Document section

# Have you seen them before?



## LadyVictorian (Nov 23, 2011)

Fork Tailed Blue Eye Pseudomugil furcatus

I just got some not long ago, they only had three though I wanted 6 but wow they are stunning and fun to watch. I have a male and two females so I plan on breeding to get more. They are a schooling fish (thus why I want more) and though mundane at first look you start to realize how exotic they truly are the closer you look.


----------



## jaysee (Dec 9, 2009)

Yes, I've kept them. I suggest buying more, not relying on breeding to get more.


----------



## LadyVictorian (Nov 23, 2011)

I have to wait some many weeks before they get any more in. Unfortunately by the time I showed up they only had the last three left and this is the first time I have ever seen them there so I hope they carry them and other rainbows more often.


----------



## jaysee (Dec 9, 2009)

You can also look on craigslist.


----------



## LittleBettaFish (Oct 2, 2010)

Owned them in the past along with several other pseudomguil species. These guys are definitely one of the more active of this genus. Males look stunning when they are sparring or displaying. Love the flash of yellow fins and rather erratic swimming style.


----------



## LadyVictorian (Nov 23, 2011)

I am hoping to have at least three males unless they get too territorial with one another. I assume since they are schooling fish however they get along much more than they would 'bicker'. 

I'll admit at first I wasn't a fan and I was going to get neon tetra's but after watching them it was the males fins that honestly sold me on these guys. 

Can't wait to have more males and see them show off for the ladies.


----------



## LittleBettaFish (Oct 2, 2010)

Problem A
Answer these questions about the forum thread on fork tailed blue eyes:
(i) How many fish did LadyVictorian get, and how many of each sex?
(ii) Besides buying more from the store, where does jaysee suggest looking?
(iii) What fish was LadyVictorian first going to get instead?

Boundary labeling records
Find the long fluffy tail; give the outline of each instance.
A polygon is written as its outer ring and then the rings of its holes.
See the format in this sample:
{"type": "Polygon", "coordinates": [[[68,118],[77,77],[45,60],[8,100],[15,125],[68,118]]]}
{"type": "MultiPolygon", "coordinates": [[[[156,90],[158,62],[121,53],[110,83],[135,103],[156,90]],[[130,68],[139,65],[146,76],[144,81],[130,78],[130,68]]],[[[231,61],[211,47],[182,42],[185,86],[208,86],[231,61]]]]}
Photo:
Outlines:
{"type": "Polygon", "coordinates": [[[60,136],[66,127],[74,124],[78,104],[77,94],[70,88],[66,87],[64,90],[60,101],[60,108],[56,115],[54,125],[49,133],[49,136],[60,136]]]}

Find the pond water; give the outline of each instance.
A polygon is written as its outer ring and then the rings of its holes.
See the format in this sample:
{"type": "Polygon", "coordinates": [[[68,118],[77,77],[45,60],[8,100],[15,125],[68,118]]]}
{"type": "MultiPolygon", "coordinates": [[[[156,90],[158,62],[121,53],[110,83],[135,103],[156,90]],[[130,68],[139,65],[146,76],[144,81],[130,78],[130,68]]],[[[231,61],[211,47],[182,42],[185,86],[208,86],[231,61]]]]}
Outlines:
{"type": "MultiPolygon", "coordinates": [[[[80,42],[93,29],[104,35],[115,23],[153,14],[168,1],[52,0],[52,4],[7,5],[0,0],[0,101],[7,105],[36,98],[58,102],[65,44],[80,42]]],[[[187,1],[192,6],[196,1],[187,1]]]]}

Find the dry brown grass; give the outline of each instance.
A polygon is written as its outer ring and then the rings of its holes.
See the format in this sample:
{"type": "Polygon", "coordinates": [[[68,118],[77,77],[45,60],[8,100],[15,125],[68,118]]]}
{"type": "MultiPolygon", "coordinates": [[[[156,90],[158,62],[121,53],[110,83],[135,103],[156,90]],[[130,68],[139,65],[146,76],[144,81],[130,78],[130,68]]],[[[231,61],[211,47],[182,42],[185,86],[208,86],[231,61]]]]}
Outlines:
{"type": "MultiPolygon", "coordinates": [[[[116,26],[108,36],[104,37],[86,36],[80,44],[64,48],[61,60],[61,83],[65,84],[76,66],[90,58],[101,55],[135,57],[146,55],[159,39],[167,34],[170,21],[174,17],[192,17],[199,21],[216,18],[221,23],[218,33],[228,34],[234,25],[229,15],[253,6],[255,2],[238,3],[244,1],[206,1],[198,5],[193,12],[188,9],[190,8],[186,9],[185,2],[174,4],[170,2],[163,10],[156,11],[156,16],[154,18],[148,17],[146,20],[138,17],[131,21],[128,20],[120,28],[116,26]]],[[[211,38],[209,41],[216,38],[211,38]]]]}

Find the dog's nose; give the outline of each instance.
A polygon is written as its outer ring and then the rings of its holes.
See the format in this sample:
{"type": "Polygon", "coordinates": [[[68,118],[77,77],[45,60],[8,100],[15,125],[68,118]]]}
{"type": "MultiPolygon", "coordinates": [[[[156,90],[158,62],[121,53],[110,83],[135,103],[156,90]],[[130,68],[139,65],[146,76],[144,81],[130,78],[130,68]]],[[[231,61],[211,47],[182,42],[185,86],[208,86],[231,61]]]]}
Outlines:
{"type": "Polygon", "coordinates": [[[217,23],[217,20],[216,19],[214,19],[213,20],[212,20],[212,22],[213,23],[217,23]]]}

==

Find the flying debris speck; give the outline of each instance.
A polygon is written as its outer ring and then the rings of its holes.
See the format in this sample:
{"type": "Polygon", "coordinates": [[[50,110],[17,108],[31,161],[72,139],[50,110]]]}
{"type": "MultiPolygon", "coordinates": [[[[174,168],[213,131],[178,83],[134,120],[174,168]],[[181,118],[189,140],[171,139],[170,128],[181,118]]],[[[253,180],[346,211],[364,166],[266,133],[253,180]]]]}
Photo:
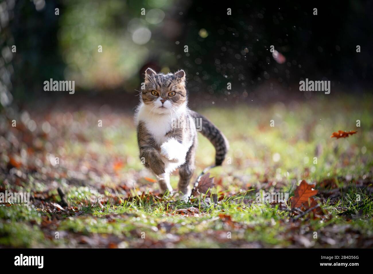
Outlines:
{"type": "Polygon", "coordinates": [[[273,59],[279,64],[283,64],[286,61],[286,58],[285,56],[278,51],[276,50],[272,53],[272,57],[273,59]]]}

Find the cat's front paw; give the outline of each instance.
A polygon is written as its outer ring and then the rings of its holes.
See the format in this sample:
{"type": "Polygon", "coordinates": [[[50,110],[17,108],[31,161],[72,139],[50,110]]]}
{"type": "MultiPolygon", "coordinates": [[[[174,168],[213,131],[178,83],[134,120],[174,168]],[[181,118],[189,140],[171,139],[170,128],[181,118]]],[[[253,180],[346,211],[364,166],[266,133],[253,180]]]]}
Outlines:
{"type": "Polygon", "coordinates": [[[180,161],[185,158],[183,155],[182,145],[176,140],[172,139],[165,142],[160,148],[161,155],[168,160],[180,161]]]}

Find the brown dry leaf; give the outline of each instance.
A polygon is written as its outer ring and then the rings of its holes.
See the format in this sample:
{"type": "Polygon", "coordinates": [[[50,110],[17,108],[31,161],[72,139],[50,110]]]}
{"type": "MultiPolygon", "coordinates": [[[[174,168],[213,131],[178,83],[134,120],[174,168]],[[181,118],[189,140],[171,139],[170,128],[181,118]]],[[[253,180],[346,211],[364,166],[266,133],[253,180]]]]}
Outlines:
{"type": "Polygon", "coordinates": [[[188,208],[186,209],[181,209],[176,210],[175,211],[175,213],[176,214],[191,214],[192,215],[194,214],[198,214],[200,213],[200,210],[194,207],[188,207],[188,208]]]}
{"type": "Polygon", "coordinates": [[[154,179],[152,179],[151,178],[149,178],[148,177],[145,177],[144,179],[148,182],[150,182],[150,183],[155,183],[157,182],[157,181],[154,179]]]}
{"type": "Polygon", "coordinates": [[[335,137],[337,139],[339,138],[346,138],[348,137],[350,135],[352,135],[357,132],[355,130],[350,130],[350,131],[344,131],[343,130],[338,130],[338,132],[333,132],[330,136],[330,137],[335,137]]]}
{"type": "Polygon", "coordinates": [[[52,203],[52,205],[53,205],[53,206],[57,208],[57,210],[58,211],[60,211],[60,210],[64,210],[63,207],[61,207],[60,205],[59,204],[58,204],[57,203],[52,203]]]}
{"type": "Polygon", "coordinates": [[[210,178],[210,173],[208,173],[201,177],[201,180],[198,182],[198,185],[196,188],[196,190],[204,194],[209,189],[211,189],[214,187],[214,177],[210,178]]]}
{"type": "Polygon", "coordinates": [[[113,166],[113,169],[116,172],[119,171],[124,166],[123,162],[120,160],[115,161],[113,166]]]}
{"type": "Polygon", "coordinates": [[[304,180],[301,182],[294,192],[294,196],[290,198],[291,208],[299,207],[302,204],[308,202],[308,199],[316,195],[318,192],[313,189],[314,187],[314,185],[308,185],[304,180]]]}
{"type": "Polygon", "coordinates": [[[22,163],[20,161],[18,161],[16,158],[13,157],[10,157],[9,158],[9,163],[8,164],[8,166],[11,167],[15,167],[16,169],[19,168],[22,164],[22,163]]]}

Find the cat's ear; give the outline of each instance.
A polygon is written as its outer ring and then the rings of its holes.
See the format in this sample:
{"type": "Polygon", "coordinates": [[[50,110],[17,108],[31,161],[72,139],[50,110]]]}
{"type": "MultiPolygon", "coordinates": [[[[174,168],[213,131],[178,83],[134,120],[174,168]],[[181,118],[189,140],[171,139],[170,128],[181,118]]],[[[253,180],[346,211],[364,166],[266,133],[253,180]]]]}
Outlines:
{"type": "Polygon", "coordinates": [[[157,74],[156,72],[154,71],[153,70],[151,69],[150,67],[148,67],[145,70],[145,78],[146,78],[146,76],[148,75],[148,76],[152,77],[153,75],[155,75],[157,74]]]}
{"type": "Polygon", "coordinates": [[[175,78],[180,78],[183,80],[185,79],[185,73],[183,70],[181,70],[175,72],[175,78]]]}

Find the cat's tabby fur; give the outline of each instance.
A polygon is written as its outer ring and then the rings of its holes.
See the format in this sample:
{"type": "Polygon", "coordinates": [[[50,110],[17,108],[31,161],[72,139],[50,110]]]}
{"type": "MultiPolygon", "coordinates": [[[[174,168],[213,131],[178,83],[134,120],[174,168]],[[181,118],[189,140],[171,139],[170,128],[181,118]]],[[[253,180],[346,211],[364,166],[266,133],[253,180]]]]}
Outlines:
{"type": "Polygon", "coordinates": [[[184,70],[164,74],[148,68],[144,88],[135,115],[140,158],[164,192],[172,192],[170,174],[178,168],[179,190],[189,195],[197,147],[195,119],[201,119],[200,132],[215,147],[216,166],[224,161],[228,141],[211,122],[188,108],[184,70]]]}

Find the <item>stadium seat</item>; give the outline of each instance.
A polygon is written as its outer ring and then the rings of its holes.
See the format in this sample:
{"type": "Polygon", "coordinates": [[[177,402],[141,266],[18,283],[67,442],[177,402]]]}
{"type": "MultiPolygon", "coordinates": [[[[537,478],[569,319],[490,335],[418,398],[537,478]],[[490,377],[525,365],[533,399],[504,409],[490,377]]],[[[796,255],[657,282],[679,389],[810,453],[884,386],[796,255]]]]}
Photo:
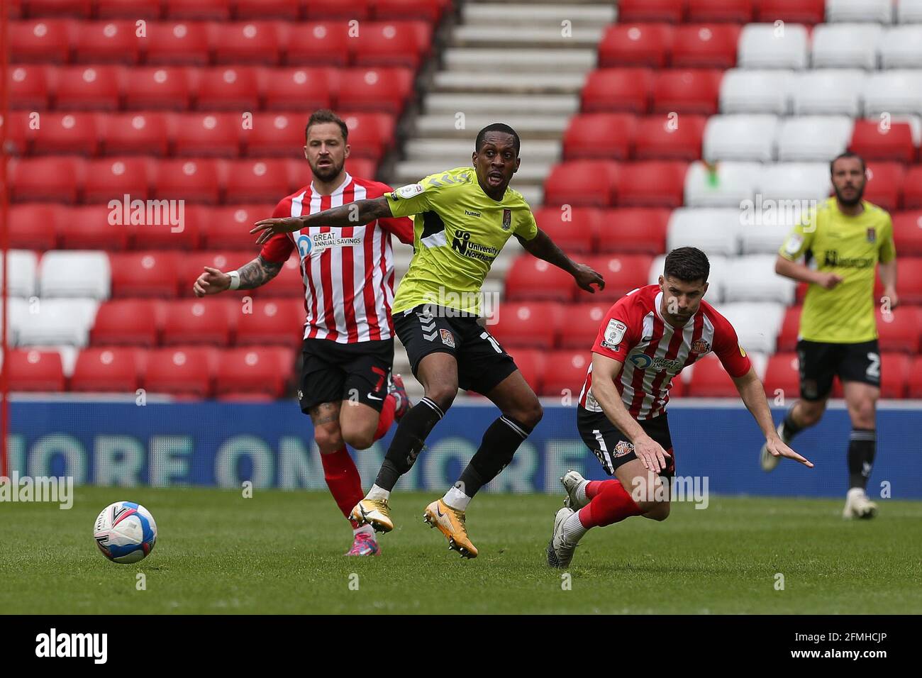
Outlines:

Problem B
Gather every line of the records that contains the string "give". Case counts.

Output A
(i) Three: one male and two females.
(ii) On craigslist.
(iii) Neon tetras.

Output B
Find the long fluffy tail; give the outline of each instance.
Find the pond water; give the outline of each instance.
Find the dry brown grass; give the outline of each instance.
Find the dog's nose; give the outline of each instance.
Find the flying debris speck; give the outline of each instance.
Find the cat's front paw; give the outline of each instance.
Find the brown dry leaf; give the outline of each instance.
Find the cat's ear; give the outline of each instance.
Find the cat's tabby fur; give the outline of each instance.
Find the <item>stadium seat</item>; give the outline of each instance.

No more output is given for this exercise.